- [GOAL]
Begin with the line that contains "Task: mark the white toilet" and transcribe each line after it, up to and including the last line of the listing below.

- [EXERCISE MATERIALS]
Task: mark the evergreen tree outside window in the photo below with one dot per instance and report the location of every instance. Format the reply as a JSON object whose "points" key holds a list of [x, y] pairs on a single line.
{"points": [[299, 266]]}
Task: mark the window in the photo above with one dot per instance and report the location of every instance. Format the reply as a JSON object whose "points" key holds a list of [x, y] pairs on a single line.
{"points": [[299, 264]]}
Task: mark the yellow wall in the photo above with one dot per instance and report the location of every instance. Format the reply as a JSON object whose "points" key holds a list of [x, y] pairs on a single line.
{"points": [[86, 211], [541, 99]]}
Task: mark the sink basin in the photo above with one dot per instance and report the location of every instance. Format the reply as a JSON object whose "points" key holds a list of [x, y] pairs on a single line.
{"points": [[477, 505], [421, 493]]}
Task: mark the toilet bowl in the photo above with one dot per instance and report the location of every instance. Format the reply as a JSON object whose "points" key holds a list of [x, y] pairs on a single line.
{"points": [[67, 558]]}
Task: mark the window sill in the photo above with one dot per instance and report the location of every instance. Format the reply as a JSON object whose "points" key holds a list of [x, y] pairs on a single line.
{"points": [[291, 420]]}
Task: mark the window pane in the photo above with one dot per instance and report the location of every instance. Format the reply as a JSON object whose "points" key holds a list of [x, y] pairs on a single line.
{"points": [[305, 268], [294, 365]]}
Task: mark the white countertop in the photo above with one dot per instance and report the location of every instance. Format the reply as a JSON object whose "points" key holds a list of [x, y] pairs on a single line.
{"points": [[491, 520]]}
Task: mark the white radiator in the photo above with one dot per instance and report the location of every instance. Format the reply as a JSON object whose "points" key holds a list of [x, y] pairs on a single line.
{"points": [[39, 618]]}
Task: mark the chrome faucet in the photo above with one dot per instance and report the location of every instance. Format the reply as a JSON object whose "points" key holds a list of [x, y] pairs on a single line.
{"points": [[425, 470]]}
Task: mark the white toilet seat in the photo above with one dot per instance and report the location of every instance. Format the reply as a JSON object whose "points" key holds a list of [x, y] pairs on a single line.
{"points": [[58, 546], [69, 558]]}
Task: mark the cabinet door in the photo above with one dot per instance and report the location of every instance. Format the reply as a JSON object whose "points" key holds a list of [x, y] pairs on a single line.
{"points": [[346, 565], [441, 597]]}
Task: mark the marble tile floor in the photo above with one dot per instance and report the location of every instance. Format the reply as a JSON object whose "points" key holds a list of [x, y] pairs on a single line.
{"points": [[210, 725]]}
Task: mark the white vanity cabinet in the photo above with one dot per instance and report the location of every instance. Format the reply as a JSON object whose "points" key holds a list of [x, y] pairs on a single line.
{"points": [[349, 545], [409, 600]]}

- [SOLUTION TO THIS PROBLEM]
Task: mark the white toilet seat in the photo above with one dot per instance and report the location of every instance. Format the reply as a JSON object whose "points" key holds a list of [x, y] pairs on a single line.
{"points": [[58, 546], [69, 558]]}
Task: mark the cabinet door in the photo above with one dot per instance and report the location of every instance. Format the reply as a JSON object whose "points" key holds a list of [x, y] pairs on a single line.
{"points": [[346, 565], [441, 597]]}
Task: mark the marble tile floor in the photo above with one dot per instance and report the location of every instance. Format the reply as a JSON object whose "points" key holds a list of [x, y] pairs on a single line.
{"points": [[210, 725]]}
Task: mark the white vanity cabinet in the photo above with one dot per instance and report the location of every instance. Format the reply as a JSON object whose "points" key holds a list of [x, y] pairs on a single line.
{"points": [[349, 545], [409, 600]]}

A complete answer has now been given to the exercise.